<<<<

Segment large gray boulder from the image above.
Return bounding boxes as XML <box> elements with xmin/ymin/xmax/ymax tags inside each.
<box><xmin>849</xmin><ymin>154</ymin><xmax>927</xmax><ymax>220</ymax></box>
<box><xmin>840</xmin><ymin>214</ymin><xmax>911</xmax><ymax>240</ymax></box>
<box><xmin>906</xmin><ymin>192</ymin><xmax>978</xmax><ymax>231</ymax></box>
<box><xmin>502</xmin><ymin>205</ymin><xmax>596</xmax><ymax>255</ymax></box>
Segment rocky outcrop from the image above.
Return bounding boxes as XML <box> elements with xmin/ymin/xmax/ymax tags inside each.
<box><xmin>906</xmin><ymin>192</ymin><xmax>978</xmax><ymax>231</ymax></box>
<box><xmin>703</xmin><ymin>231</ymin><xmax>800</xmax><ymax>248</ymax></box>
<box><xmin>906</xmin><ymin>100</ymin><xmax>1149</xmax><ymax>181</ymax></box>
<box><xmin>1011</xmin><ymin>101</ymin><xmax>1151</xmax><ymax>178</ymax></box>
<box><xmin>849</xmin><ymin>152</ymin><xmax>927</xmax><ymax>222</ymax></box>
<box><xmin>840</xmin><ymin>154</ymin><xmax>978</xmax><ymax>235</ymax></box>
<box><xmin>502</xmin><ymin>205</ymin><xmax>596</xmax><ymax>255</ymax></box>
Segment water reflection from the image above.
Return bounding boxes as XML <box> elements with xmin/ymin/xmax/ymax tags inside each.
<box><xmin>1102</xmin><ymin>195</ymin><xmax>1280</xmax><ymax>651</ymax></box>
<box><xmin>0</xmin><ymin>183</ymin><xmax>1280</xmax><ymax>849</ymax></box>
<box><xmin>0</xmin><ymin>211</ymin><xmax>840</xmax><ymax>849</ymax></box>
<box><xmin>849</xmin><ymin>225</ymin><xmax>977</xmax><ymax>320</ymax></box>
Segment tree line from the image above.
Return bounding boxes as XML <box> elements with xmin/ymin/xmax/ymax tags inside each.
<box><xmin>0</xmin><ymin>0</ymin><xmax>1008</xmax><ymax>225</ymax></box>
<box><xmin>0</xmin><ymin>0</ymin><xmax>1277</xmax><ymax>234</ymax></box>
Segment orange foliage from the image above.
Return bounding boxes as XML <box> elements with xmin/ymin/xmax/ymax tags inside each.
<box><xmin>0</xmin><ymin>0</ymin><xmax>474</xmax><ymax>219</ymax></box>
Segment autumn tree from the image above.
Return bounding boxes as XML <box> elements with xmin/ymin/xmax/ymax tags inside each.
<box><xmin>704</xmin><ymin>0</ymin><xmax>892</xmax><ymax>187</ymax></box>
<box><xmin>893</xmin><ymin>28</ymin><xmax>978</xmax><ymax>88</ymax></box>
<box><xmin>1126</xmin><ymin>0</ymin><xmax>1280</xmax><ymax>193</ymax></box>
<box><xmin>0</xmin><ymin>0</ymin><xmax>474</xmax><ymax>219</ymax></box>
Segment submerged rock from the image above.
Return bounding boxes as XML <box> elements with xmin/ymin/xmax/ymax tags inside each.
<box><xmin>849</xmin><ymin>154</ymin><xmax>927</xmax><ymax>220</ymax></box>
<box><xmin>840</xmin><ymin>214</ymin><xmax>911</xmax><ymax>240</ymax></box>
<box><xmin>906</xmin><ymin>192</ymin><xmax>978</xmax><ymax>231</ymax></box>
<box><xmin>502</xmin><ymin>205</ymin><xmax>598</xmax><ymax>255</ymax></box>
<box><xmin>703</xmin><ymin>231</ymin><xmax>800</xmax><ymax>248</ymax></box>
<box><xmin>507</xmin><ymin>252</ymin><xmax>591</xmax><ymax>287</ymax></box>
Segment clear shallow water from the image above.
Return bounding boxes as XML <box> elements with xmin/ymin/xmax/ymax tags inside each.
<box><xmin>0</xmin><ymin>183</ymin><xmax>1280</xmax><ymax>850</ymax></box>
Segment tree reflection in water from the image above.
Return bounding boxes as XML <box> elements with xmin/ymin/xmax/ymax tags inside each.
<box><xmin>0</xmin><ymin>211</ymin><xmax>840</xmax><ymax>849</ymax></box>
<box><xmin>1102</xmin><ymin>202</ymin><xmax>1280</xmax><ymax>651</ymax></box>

>>>>

→ INSTRUCTIONS FOR THE TASK: Edit all of the data above so that each "Segment" becomes "Locate", keeping everything else the same.

→ RESPONSE TO THIS EXERCISE:
Locate large gray boulder from the image above.
Return bounding boxes as XML <box> elements with xmin/ymin/xmax/ymax tags inside each.
<box><xmin>849</xmin><ymin>154</ymin><xmax>927</xmax><ymax>220</ymax></box>
<box><xmin>840</xmin><ymin>214</ymin><xmax>911</xmax><ymax>240</ymax></box>
<box><xmin>906</xmin><ymin>192</ymin><xmax>978</xmax><ymax>231</ymax></box>
<box><xmin>502</xmin><ymin>205</ymin><xmax>596</xmax><ymax>255</ymax></box>
Locate rocky outcrop from the image above.
Return bounding boxes as XML <box> elements with xmin/ymin/xmax/ymax tags inside each.
<box><xmin>906</xmin><ymin>192</ymin><xmax>978</xmax><ymax>231</ymax></box>
<box><xmin>703</xmin><ymin>231</ymin><xmax>800</xmax><ymax>248</ymax></box>
<box><xmin>906</xmin><ymin>100</ymin><xmax>1149</xmax><ymax>181</ymax></box>
<box><xmin>1011</xmin><ymin>101</ymin><xmax>1151</xmax><ymax>178</ymax></box>
<box><xmin>849</xmin><ymin>152</ymin><xmax>927</xmax><ymax>222</ymax></box>
<box><xmin>840</xmin><ymin>154</ymin><xmax>978</xmax><ymax>235</ymax></box>
<box><xmin>502</xmin><ymin>205</ymin><xmax>596</xmax><ymax>255</ymax></box>
Locate water reflection from the image above.
Return bounding boxes as XML <box> elements with xmin/ymin/xmax/ymax tags inside each.
<box><xmin>1102</xmin><ymin>195</ymin><xmax>1280</xmax><ymax>651</ymax></box>
<box><xmin>0</xmin><ymin>183</ymin><xmax>1280</xmax><ymax>849</ymax></box>
<box><xmin>0</xmin><ymin>211</ymin><xmax>840</xmax><ymax>849</ymax></box>
<box><xmin>849</xmin><ymin>225</ymin><xmax>977</xmax><ymax>320</ymax></box>
Locate tree line from the image above.
Return bounding boxes as XML <box> elements with xmin/ymin/xmax/ymax tags inside each.
<box><xmin>0</xmin><ymin>0</ymin><xmax>1008</xmax><ymax>225</ymax></box>
<box><xmin>0</xmin><ymin>0</ymin><xmax>1277</xmax><ymax>234</ymax></box>
Locate orange foliage from the image above.
Return bounding boxes as XML <box> elements with xmin/ymin/xmax/ymax tags inside each.
<box><xmin>0</xmin><ymin>0</ymin><xmax>474</xmax><ymax>219</ymax></box>
Locate autumn tree from the image above.
Return bounding boxes as XML <box> elements with xmin/ymin/xmax/ymax tags inside each.
<box><xmin>704</xmin><ymin>0</ymin><xmax>892</xmax><ymax>187</ymax></box>
<box><xmin>893</xmin><ymin>28</ymin><xmax>978</xmax><ymax>88</ymax></box>
<box><xmin>1126</xmin><ymin>0</ymin><xmax>1280</xmax><ymax>193</ymax></box>
<box><xmin>0</xmin><ymin>0</ymin><xmax>474</xmax><ymax>219</ymax></box>
Locate submerged rock from the image above.
Return bounding boxes as XML <box> elements with xmin/ymin/xmax/ymax tags inside each.
<box><xmin>849</xmin><ymin>154</ymin><xmax>927</xmax><ymax>220</ymax></box>
<box><xmin>840</xmin><ymin>214</ymin><xmax>911</xmax><ymax>240</ymax></box>
<box><xmin>906</xmin><ymin>192</ymin><xmax>978</xmax><ymax>231</ymax></box>
<box><xmin>502</xmin><ymin>205</ymin><xmax>598</xmax><ymax>255</ymax></box>
<box><xmin>703</xmin><ymin>231</ymin><xmax>800</xmax><ymax>248</ymax></box>
<box><xmin>507</xmin><ymin>252</ymin><xmax>591</xmax><ymax>287</ymax></box>
Locate clear shallow water from the image above.
Return bounding boxes as XML <box> elements with xmin/ymin/xmax/ymax tags inside each.
<box><xmin>0</xmin><ymin>183</ymin><xmax>1280</xmax><ymax>850</ymax></box>
Locate tree reflection in water from the image above.
Return bounding boxes as XML <box> elements with xmin/ymin/xmax/ymax tags inside each.
<box><xmin>0</xmin><ymin>211</ymin><xmax>840</xmax><ymax>849</ymax></box>
<box><xmin>1102</xmin><ymin>202</ymin><xmax>1280</xmax><ymax>651</ymax></box>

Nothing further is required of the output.